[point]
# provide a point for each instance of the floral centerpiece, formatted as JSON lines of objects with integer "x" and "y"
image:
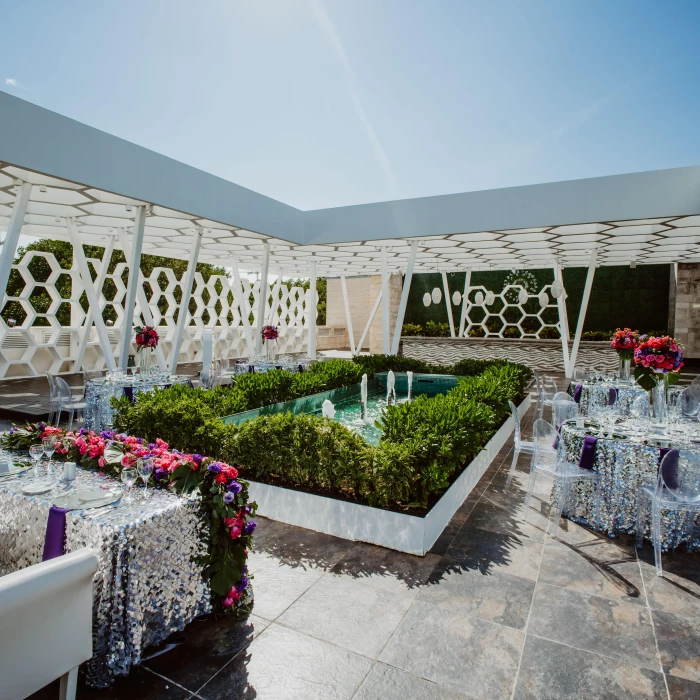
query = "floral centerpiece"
{"x": 623, "y": 342}
{"x": 146, "y": 341}
{"x": 658, "y": 363}
{"x": 224, "y": 495}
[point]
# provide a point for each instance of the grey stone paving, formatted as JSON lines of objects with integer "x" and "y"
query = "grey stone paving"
{"x": 496, "y": 611}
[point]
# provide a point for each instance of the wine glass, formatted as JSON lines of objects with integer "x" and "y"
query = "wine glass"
{"x": 48, "y": 445}
{"x": 36, "y": 452}
{"x": 145, "y": 469}
{"x": 129, "y": 476}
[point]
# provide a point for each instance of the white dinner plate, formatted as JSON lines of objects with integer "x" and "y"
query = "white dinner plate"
{"x": 82, "y": 499}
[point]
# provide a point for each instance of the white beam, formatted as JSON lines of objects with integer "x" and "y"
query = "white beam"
{"x": 348, "y": 318}
{"x": 404, "y": 297}
{"x": 186, "y": 287}
{"x": 89, "y": 287}
{"x": 99, "y": 283}
{"x": 448, "y": 303}
{"x": 369, "y": 322}
{"x": 240, "y": 298}
{"x": 14, "y": 228}
{"x": 134, "y": 261}
{"x": 262, "y": 298}
{"x": 385, "y": 303}
{"x": 144, "y": 306}
{"x": 465, "y": 302}
{"x": 311, "y": 309}
{"x": 584, "y": 307}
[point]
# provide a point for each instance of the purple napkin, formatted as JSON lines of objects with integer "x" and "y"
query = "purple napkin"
{"x": 54, "y": 541}
{"x": 577, "y": 393}
{"x": 588, "y": 452}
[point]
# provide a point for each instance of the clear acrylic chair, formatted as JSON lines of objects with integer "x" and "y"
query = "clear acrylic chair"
{"x": 677, "y": 490}
{"x": 563, "y": 408}
{"x": 548, "y": 460}
{"x": 519, "y": 445}
{"x": 66, "y": 402}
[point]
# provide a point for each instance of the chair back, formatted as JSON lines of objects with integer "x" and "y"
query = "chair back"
{"x": 679, "y": 474}
{"x": 563, "y": 408}
{"x": 46, "y": 622}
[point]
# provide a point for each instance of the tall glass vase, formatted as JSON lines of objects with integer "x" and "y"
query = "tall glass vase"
{"x": 658, "y": 403}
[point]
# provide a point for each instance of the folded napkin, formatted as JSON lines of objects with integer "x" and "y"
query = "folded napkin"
{"x": 54, "y": 541}
{"x": 588, "y": 452}
{"x": 577, "y": 393}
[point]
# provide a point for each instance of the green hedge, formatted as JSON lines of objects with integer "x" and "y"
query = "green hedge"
{"x": 425, "y": 443}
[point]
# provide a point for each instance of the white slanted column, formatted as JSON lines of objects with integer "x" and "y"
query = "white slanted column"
{"x": 141, "y": 296}
{"x": 93, "y": 299}
{"x": 563, "y": 321}
{"x": 240, "y": 298}
{"x": 584, "y": 307}
{"x": 385, "y": 303}
{"x": 404, "y": 297}
{"x": 465, "y": 302}
{"x": 262, "y": 298}
{"x": 99, "y": 282}
{"x": 348, "y": 317}
{"x": 448, "y": 303}
{"x": 311, "y": 302}
{"x": 184, "y": 312}
{"x": 9, "y": 248}
{"x": 134, "y": 261}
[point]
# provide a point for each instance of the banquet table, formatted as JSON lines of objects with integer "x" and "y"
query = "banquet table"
{"x": 593, "y": 394}
{"x": 624, "y": 463}
{"x": 149, "y": 583}
{"x": 99, "y": 393}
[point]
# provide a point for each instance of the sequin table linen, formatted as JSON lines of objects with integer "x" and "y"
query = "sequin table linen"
{"x": 99, "y": 393}
{"x": 149, "y": 583}
{"x": 623, "y": 466}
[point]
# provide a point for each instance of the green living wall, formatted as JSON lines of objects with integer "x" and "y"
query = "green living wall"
{"x": 621, "y": 296}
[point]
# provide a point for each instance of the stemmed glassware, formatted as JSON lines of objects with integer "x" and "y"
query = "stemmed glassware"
{"x": 129, "y": 476}
{"x": 145, "y": 469}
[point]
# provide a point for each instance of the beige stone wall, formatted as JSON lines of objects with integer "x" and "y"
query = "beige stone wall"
{"x": 687, "y": 308}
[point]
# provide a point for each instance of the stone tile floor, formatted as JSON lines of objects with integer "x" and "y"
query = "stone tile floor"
{"x": 496, "y": 610}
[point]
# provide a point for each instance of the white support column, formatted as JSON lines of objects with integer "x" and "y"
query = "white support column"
{"x": 465, "y": 302}
{"x": 144, "y": 306}
{"x": 183, "y": 314}
{"x": 93, "y": 300}
{"x": 99, "y": 282}
{"x": 404, "y": 297}
{"x": 262, "y": 299}
{"x": 448, "y": 303}
{"x": 385, "y": 303}
{"x": 134, "y": 261}
{"x": 240, "y": 298}
{"x": 14, "y": 228}
{"x": 375, "y": 308}
{"x": 348, "y": 318}
{"x": 312, "y": 302}
{"x": 584, "y": 307}
{"x": 563, "y": 322}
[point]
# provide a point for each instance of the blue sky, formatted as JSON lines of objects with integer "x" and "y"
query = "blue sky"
{"x": 325, "y": 103}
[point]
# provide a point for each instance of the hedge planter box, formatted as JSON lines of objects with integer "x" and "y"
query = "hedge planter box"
{"x": 405, "y": 533}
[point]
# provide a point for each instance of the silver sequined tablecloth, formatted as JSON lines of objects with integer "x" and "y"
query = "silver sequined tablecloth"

################

Show the lines above that have the word "tablecloth".

# provide a point for each instance of the silver sequined tablecloth, formatted as JSON lines of objects with integer "x" and "y"
query = "silver sequined tablecloth"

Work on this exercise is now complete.